> _Text_:
++++++++++

Posted on 11/22/2010 11:45:25 AM PST by SeekAndFind

No serious thinker has done more harm to the Jewish people than Friedrich Nietzsche, whose writings were an important inspiration for Adolf Hitler and Nazism. Yet far from being an anti-Semite, Nietzsche was one of the most pro-Jewish German writers of his time. How can this paradox be explained, and does it have any lessons for the present day?

Nietzsche was the son and grandson of Protestant ministers. He became an academic expert on ancient Greece, yet his poor health forced him to resign his professorship at a young age. He spent most of the rest of his life on a pension, traveling from spa to resort town trying to avoid the extremes of weather that gave him such physical discomfort.

A massively productive and self-consciously iconoclastic writer, Nietzsche never attained a large readership in his lifetime, though his fame did grow. His life and works are too complex to summarize here, but one constant feature of his worldview was his friendliness — even admiration — towards Jews.

++++++++++

> _Dataset extract_:

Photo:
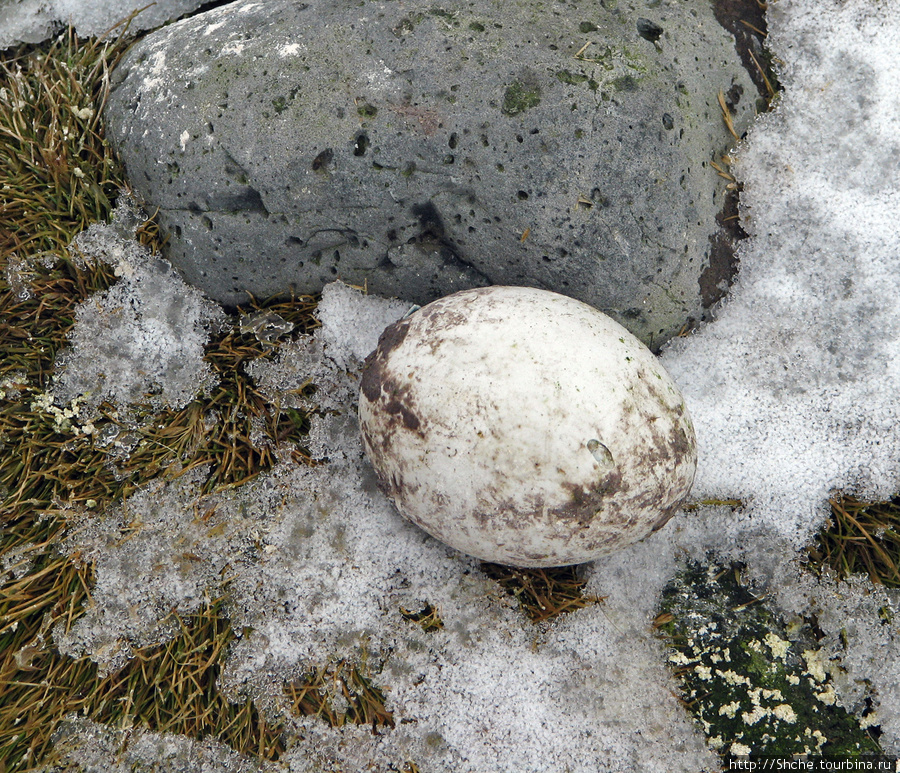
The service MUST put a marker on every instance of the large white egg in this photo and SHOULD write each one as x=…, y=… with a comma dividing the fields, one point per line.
x=524, y=427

++++++++++

> _Task instructions_:
1) Extract the stretch of the Nietzsche text from "Nietzsche was the" through "such physical discomfort.".
2) According to the Nietzsche text, what forced Nietzsche to resign his professorship at a young age?
3) What comes next in the Nietzsche text after its final sentence? Write the continuation.
The material is separate from the Nietzsche text.

> _The results_:
1)
Nietzsche was the son and grandson of Protestant ministers. He became an academic expert on ancient Greece, yet his poor health forced him to resign his professorship at a young age. He spent most of the rest of his life on a pension, traveling from spa to resort town trying to avoid the extremes of weather that gave him such physical discomfort.

2) His poor health.

3)
The growing anti-Semitism in Germany during the 1870s and 1880s disgusted him. He derided the hatred of Jews by his friend, the composer Richard Wagner, with whom he eventually broke. He ridiculed it on the part of his publisher. He tried to block his sister’s marriage to an anti-Semitic agitator. Nietzsche had several Jewish friends, including one of his greatest admirers, the famous Danish literary critic Georg Brandes. After a stimulating conversation with another Jewish friend, Helen Zimmern, he noted:

It is fantastic to what extent this race now has the “intellectuality” of Europe in its hands.

Moreover, though he is mainly remembered for his concept of the “superman” and the “blond beast,” Nietzsche was an anti-militarist. He hated the German monarchy and loved France (at that time Germany’s main enemy), Switzerland, and Italy, where he spent most of his adult life. Far from believing in the superiority of the “Aryans,” he liked to imagine he had Polish ancestry.

To give a sense of Nietzsche’s world view — though these extreme expressions came from 1888 as he began to descend into madness — Nietzsche urged all of the other countries in Europe to unite against Germany, called on Jews to help him in his campaign against Christianity, and said he would like to kill all the German anti-Semites.

There is no doubt that if he had lived to see Nazism he would have been appalled and been outspoken in his enmity, though his sister became an enthusiastic Nazi.

How then did this pro-Jewish philosopher become an inspiration for the murderers of 86 percent of all the Jews in Europe?

The immediate answer is his hatred of Christianity and belief that a post-Christian, secular morality must be developed.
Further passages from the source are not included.